## Given request
Express the items below as a two-column CSV with the headers input and output, one row per item, putting its text in input and its answer in output, each as one quoted field with line breaks changed to spaces. Leave the pictures out.

-- start Entries provided --

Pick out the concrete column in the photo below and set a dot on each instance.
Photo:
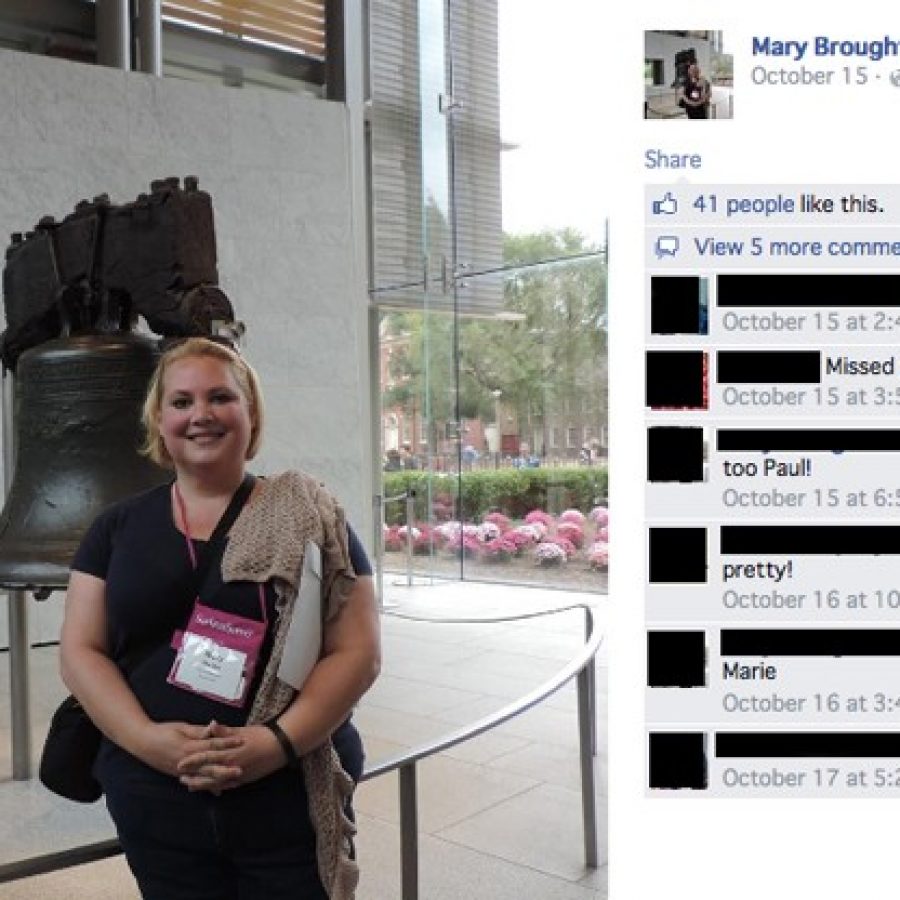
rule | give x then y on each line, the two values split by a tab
149	25
113	34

-- end Entries provided --

## Solution to this task
input,output
"Pick out the concrete column in the photo below and set a dot on each instance. Photo: rule | give x then y on each line, the two values split by a tab","149	25 113	34"